Excerpted text ->
┌────────

And our final Arnold flick is…
LAST ACTION HERO (1993) ** ½
After T2 made like a jillion dollars everyone in Hollywood was sorta waiting for Arnold to fall off his perch as the biggest action star in the world. You got a sense they were already sharpening their knives even before Last Action Hero was released. Although it got bad reviews and was a bomb at the box office, I don’t think Last Action Hero is as bad as everyone made it out to be in the summer of ’93. Sure, it doesn’t exactly work, but Arnold does get points for at least trying to poke fun at his image a bit. And I don’t think the fact that it bombed was necessarily linked to the bad reviews. I blame that more on Columbia’s foolish decision to release it the week after Jurassic Park opened. I mean I don’t even think Arnold would begrudge you if you chose to see Jurassic Park over this movie. He’d probably be like, “EYE KN-OOO you OWN-LEE got ten DAH-LAHS to spend, so go SEE Jurassic PAHK and catch my-MOO-VEE on video!”

└────────

Records shown ->
┌────────

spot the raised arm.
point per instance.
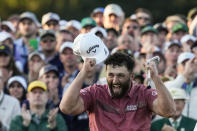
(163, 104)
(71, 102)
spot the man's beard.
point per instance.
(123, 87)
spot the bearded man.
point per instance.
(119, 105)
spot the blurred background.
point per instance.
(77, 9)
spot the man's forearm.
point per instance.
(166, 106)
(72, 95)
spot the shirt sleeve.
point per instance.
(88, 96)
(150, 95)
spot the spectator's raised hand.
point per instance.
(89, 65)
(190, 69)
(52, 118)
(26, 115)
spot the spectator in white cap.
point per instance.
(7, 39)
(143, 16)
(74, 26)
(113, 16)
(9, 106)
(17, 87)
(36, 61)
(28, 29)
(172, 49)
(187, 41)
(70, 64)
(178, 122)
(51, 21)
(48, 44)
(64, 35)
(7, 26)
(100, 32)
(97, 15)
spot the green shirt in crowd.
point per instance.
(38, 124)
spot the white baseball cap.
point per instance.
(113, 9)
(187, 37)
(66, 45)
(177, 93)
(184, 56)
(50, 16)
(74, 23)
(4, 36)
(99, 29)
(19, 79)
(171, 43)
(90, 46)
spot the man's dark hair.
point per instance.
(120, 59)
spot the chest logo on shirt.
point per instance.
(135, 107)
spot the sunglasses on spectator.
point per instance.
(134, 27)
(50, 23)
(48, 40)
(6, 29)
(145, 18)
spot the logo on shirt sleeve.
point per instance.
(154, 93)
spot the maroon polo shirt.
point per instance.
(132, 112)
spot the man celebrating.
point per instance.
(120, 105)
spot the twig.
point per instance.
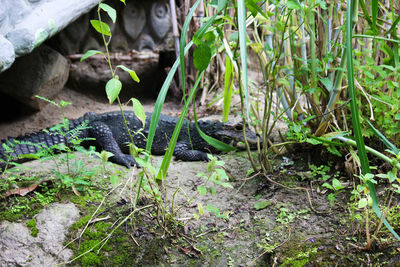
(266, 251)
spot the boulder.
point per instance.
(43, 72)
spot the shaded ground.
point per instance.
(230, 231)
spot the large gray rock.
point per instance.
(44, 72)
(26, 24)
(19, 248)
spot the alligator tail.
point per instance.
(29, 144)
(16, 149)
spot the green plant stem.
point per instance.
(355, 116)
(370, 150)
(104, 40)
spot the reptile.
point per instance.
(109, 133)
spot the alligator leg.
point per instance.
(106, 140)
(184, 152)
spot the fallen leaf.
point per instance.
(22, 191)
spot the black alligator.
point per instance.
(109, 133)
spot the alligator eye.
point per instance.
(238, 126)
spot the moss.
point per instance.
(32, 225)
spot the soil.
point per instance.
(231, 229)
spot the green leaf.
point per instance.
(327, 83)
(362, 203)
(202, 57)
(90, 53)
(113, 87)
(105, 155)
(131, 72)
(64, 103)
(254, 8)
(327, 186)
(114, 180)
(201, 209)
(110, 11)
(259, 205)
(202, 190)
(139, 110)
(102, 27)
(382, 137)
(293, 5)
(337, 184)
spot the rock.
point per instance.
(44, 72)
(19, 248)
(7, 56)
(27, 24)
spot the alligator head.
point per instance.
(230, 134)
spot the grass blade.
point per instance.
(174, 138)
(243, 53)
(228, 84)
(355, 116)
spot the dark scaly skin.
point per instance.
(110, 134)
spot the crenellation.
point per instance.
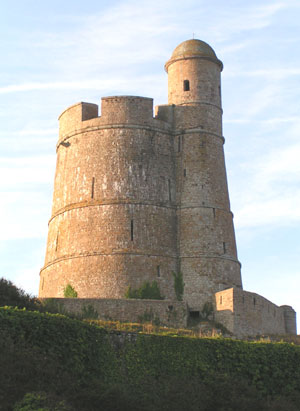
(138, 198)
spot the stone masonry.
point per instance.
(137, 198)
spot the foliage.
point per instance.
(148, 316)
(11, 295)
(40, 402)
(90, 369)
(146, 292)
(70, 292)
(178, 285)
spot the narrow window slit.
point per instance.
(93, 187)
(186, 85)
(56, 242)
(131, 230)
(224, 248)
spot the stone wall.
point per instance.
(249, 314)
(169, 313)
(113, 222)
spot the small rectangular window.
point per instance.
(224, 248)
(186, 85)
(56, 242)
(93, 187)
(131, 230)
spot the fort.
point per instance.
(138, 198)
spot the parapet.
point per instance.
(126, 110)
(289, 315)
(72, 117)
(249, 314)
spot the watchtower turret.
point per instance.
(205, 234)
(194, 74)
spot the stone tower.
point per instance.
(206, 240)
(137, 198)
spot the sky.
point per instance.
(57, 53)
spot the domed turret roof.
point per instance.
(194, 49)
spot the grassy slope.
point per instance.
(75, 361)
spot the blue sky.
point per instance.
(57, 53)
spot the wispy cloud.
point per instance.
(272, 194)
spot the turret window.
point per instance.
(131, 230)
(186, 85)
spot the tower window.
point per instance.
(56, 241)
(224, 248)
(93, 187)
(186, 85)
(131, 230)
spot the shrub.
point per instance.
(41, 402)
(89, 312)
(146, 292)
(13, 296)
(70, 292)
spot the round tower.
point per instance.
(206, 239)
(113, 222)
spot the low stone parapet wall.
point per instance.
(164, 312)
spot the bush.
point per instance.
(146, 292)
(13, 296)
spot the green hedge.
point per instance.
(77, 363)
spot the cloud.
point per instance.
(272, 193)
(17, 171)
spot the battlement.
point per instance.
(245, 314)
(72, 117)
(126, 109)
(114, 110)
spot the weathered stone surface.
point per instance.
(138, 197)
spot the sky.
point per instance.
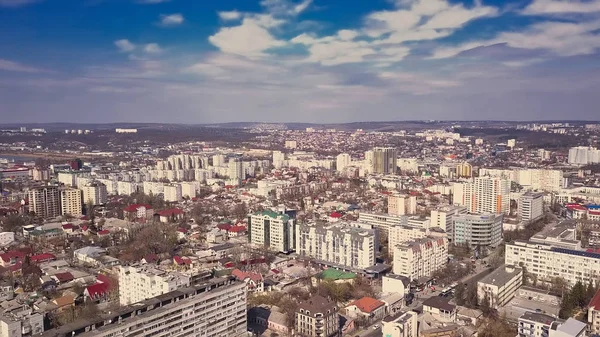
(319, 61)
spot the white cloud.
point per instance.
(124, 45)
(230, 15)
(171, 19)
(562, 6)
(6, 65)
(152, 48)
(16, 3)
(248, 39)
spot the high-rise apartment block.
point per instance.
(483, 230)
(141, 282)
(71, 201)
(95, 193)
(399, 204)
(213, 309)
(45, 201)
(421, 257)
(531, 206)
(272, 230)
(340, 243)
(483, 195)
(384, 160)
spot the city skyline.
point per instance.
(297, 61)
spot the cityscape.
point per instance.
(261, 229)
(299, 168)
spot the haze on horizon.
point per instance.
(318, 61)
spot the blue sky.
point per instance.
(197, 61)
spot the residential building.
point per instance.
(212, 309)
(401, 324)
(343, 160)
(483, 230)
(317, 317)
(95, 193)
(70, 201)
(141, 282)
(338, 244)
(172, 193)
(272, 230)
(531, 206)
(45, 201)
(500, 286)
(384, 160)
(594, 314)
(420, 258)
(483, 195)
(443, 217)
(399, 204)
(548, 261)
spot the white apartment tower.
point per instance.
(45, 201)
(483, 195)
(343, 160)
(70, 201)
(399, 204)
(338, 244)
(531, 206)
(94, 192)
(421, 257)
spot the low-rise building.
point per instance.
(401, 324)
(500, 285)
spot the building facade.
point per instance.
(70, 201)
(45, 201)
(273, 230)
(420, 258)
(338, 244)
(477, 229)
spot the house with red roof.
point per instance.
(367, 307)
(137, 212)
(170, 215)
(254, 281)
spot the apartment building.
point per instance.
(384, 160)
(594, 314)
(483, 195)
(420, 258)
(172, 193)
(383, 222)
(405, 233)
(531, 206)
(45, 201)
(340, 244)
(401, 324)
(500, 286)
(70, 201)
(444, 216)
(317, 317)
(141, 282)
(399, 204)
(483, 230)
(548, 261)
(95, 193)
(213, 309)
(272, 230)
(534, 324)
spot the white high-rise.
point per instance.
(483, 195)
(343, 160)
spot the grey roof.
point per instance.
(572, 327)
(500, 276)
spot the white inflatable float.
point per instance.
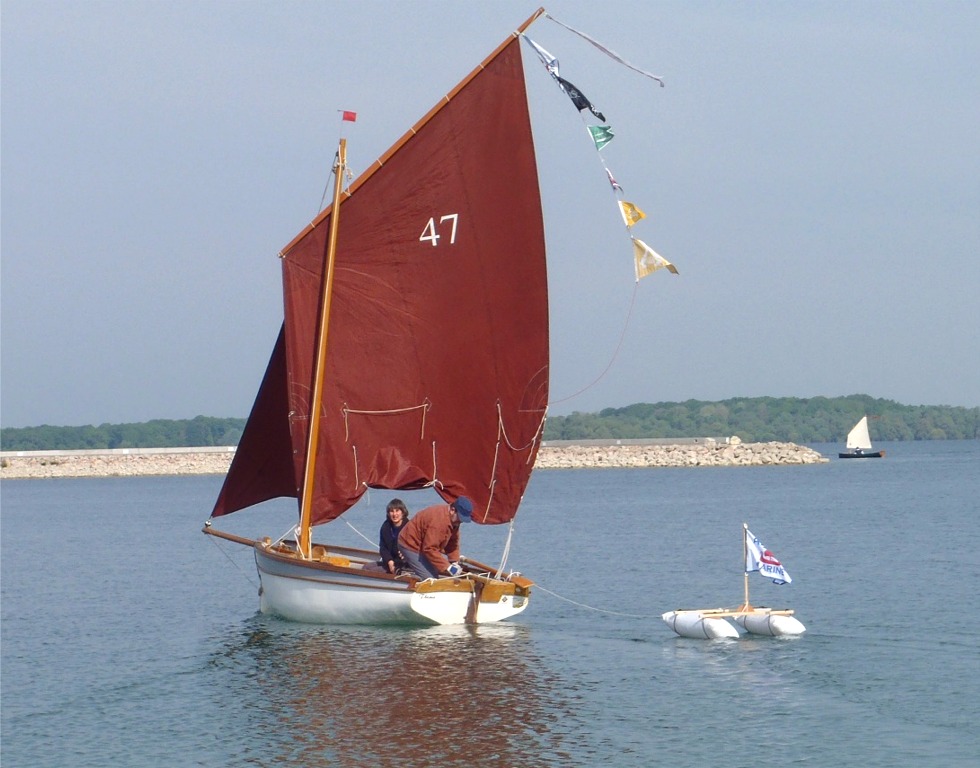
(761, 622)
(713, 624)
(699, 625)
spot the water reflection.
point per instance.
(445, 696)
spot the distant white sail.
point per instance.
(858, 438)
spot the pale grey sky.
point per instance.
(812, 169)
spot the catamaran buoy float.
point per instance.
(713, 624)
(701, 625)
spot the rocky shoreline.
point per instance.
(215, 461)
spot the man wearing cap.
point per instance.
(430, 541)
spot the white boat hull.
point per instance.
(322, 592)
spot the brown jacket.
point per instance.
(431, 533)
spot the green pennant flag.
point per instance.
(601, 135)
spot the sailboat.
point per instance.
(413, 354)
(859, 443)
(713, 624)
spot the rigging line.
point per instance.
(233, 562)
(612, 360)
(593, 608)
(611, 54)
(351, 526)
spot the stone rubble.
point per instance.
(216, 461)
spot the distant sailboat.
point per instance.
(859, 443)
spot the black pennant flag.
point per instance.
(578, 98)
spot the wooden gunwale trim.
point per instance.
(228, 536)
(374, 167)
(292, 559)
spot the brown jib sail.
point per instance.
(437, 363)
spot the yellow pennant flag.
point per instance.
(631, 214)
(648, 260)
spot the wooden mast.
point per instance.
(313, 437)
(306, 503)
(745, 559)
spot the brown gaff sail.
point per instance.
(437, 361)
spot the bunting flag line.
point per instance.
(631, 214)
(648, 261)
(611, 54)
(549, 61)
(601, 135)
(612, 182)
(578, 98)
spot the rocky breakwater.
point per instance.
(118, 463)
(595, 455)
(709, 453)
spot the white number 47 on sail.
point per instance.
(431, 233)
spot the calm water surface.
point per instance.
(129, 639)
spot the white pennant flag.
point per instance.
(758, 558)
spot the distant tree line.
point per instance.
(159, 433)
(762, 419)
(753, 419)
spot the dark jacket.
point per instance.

└────────
┌────────

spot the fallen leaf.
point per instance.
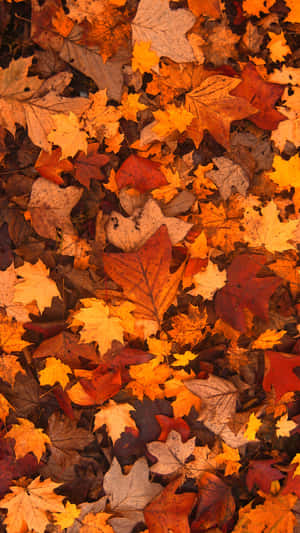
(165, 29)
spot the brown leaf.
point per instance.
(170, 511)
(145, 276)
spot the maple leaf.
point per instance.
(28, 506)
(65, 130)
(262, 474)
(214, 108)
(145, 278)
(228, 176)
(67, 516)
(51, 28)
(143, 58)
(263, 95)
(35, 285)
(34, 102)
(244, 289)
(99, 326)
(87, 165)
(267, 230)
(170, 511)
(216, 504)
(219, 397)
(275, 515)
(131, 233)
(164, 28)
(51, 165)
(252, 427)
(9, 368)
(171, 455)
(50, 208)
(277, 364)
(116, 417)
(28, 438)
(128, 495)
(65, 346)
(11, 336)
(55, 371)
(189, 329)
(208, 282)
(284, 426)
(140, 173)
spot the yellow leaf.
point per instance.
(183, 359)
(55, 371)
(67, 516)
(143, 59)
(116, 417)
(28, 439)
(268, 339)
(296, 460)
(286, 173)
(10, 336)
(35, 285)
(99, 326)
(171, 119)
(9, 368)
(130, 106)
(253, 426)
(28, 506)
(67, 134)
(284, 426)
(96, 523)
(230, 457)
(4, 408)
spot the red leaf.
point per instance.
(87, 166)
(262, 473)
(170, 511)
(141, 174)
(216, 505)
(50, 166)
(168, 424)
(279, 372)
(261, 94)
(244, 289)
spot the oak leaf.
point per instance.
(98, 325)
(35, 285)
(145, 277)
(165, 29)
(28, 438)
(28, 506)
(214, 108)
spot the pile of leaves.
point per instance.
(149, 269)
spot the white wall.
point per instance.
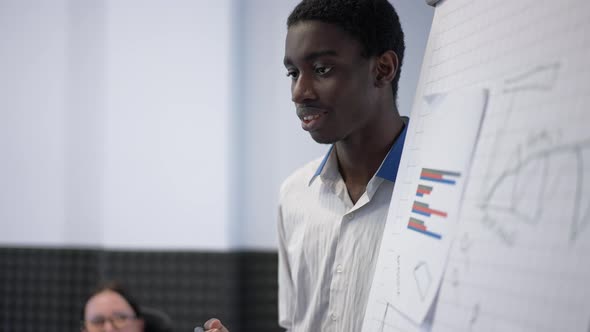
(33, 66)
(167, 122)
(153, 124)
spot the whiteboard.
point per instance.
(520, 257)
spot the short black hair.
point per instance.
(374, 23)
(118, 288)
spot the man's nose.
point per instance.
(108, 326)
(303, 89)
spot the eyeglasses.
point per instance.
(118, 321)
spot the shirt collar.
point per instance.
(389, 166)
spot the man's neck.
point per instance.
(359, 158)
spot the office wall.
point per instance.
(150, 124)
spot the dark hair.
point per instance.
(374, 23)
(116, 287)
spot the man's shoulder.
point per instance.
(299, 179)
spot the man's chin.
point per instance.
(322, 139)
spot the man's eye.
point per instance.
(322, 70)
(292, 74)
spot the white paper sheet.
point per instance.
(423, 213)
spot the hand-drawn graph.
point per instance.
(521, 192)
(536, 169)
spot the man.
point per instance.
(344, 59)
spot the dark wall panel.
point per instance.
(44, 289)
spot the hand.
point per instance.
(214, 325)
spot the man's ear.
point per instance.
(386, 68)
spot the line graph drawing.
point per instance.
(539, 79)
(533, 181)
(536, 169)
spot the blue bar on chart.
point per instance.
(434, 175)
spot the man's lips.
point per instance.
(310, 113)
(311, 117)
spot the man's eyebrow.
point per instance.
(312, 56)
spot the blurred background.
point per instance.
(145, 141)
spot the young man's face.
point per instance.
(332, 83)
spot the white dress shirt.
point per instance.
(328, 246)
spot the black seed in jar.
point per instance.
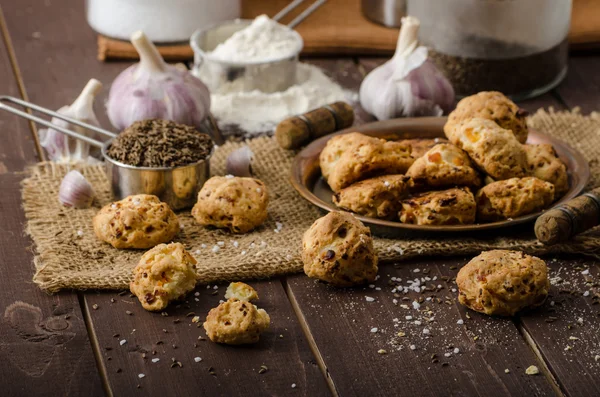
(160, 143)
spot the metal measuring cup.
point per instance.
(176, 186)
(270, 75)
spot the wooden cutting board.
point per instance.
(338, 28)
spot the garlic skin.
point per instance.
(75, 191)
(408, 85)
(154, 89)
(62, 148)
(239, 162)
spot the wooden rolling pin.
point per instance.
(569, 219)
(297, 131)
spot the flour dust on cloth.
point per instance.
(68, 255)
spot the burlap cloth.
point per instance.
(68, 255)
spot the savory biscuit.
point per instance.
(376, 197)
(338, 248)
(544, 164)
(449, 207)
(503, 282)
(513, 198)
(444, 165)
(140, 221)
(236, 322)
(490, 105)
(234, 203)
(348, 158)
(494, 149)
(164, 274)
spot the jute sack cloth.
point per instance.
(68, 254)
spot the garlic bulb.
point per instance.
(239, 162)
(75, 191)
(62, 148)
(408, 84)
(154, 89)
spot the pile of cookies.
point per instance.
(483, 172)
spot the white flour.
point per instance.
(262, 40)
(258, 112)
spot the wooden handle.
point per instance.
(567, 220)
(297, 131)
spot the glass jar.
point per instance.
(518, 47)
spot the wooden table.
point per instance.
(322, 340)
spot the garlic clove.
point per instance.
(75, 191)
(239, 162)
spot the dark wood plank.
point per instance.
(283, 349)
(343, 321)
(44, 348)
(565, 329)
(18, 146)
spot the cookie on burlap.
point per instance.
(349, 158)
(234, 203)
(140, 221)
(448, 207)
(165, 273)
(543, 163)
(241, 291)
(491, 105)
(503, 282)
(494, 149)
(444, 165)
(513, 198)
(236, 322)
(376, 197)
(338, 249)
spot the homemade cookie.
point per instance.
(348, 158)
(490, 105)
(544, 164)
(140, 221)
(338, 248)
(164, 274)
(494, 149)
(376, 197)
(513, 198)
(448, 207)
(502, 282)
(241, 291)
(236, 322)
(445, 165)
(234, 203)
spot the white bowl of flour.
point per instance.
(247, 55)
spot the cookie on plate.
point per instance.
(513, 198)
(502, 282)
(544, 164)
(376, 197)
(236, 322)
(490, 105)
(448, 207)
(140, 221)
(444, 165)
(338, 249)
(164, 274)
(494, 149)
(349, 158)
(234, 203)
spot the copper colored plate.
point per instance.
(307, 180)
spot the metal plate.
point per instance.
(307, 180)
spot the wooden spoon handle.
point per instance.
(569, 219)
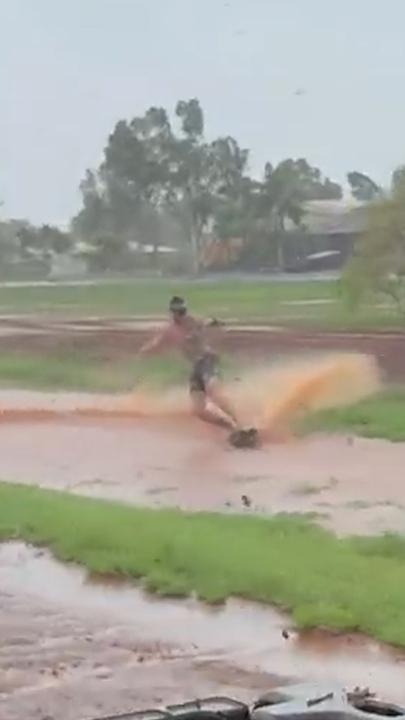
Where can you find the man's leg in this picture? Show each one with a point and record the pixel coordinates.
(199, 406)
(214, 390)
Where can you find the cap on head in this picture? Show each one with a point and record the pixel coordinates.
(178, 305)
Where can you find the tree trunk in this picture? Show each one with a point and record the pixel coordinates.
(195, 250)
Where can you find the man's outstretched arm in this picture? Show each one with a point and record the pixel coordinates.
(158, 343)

└────────

Requirement -> Reproduce the full Last Action Hero review word for word, from its opening line through its last sentence.

Result of this task ->
And our final Arnold flick is…
LAST ACTION HERO (1993) ** ½
After T2 made like a jillion dollars everyone in Hollywood was sorta waiting for Arnold to fall off his perch as the biggest action star in the world. You got a sense they were already sharpening their knives even before Last Action Hero was released. Although it got bad reviews and was a bomb at the box office, I don’t think Last Action Hero is as bad as everyone made it out to be in the summer of ’93. Sure, it doesn’t exactly work, but Arnold does get points for at least trying to poke fun at his image a bit. And I don’t think the fact that it bombed was necessarily linked to the bad reviews. I blame that more on Columbia’s foolish decision to release it the week after Jurassic Park opened. I mean I don’t even think Arnold would begrudge you if you chose to see Jurassic Park over this movie. He’d probably be like, “EYE KN-OOO you OWN-LEE got ten DAH-LAHS to spend, so go SEE Jurassic PAHK and catch my-MOO-VEE on video!”